Problem statement:
Reproduce the following entry on the Radical Philosophy Review in full, with its wording and layout unchanged.

Document segment:
Radical Philosophy Review
- Discipline: Philosophy
- Language: English
- Edited by: Harry van der Linden

Publication details
- History: 1998–present
- Publisher: Philosophy Documentation Center (United States)
- Frequency: Biannual

Standard abbreviations
- ISO 4: Radic. Philos. Rev.

Indexing
- ISSN: 1388-4441 (print) 1569-1659 (web)
- LCCN: sn99-44002
- OCLC no.: 40662036

Links
- Journal homepage; Online access;

= Radical Philosophy Review =

The Radical Philosophy Review is a peer-reviewed academic journal sponsored by the Radical Philosophy Association. It was established in 1998 and all issues are available online. The journal is published by the Philosophy Documentation Center.

== Content ==
The Radical Philosophy Review contains articles focusing on the discussion of fundamental social change. It promotes the idea that society should be built on cooperation rather than competition, and that social decision-making should be governed by democratic procedures.

On occasion, the journal publishes special issues or special sections focusing on a particular social or political issue. Past topics include NATO's war in Yugoslavia, the Second Intifada, radical theories and religion, and biopolitics and racism.

Information shown:
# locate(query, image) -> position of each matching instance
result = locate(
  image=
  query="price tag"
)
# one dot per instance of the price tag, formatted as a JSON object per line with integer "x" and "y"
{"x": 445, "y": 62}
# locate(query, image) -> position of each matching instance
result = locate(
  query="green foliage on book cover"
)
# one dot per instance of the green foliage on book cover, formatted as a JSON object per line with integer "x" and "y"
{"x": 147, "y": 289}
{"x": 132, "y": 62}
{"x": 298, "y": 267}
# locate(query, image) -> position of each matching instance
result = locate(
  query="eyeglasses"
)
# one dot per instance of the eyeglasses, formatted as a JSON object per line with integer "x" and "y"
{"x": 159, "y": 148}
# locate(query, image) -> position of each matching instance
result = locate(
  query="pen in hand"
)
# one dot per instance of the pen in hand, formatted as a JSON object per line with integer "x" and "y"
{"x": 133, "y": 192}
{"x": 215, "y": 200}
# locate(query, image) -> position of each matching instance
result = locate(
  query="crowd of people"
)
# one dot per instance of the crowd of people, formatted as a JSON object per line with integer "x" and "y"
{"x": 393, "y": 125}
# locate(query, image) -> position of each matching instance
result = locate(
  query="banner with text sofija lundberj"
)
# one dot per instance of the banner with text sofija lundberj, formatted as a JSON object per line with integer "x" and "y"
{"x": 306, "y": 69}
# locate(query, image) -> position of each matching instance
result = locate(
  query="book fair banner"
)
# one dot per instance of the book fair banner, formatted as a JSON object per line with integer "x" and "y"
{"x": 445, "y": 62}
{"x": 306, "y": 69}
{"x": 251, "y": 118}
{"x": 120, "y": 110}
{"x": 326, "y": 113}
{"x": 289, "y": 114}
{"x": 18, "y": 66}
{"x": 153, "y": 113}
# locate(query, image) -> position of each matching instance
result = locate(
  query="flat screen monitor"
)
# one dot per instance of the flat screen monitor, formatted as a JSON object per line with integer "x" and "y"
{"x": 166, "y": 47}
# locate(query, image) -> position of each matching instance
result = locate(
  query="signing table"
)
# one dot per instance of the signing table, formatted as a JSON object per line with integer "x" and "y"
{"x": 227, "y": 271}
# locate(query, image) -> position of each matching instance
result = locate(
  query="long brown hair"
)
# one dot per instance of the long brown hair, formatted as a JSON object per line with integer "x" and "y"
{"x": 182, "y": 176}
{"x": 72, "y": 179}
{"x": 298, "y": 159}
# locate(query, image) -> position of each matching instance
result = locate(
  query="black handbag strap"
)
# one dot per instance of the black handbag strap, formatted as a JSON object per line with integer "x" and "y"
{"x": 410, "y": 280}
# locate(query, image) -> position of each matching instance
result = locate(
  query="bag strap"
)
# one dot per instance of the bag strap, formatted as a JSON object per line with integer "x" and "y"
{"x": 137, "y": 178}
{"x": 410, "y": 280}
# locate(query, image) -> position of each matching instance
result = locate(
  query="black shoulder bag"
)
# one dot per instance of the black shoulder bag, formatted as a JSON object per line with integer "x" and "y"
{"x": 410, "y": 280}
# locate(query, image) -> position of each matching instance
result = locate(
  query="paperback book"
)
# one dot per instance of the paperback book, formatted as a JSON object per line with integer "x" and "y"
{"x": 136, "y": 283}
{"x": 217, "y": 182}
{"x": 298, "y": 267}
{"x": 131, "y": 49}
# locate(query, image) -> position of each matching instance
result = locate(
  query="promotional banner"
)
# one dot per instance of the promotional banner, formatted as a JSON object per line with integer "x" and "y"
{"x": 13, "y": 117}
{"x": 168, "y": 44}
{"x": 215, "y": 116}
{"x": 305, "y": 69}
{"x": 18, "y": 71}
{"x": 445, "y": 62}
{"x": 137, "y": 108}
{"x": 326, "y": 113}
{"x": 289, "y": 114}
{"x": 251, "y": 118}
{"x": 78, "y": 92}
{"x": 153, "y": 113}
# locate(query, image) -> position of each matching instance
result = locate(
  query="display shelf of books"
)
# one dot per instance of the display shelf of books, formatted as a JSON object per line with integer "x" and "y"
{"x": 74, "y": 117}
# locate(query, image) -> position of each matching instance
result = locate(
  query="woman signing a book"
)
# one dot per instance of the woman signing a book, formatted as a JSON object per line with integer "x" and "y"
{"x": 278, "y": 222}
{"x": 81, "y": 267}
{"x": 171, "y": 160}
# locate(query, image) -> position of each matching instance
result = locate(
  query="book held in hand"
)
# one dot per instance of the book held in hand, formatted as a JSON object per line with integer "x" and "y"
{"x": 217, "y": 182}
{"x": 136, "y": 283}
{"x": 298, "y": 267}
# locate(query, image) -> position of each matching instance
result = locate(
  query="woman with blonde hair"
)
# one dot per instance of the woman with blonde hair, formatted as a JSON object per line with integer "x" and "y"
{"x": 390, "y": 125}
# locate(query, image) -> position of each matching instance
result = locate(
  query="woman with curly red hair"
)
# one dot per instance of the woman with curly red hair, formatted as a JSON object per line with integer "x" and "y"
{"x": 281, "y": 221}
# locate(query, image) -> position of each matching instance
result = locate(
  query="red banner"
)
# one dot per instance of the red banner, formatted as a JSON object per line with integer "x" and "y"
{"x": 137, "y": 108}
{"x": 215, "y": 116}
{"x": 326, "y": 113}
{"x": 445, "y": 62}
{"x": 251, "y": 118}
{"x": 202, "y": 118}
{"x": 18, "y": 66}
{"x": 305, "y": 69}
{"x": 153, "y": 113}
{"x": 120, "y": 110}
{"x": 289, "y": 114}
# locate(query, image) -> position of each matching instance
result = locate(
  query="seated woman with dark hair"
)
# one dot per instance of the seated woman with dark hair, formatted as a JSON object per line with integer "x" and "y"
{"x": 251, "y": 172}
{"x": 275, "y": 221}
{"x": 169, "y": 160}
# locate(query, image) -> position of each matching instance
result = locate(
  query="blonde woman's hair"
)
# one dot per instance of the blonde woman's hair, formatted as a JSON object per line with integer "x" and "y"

Answer to this task:
Radical Philosophy Review
- Discipline: Philosophy
- Language: English
- Edited by: Harry van der Linden

Publication details
- History: 1998–present
- Publisher: Philosophy Documentation Center (United States)
- Frequency: Biannual

Standard abbreviations
- ISO 4: Radic. Philos. Rev.

Indexing
- ISSN: 1388-4441 (print) 1569-1659 (web)
- LCCN: sn99-44002
- OCLC no.: 40662036

Links
- Journal homepage; Online access;

= Radical Philosophy Review =

The Radical Philosophy Review is a peer-reviewed academic journal sponsored by the Radical Philosophy Association. It was established in 1998 and all issues are available online. The journal is published by the Philosophy Documentation Center.

== Content ==
The Radical Philosophy Review contains articles focusing on the discussion of fundamental social change. It promotes the idea that society should be built on cooperation rather than competition, and that social decision-making should be governed by democratic procedures.

On occasion, the journal publishes special issues or special sections focusing on a particular social or political issue. Past topics include NATO's war in Yugoslavia, the Second Intifada, radical theories and religion, and biopolitics and racism.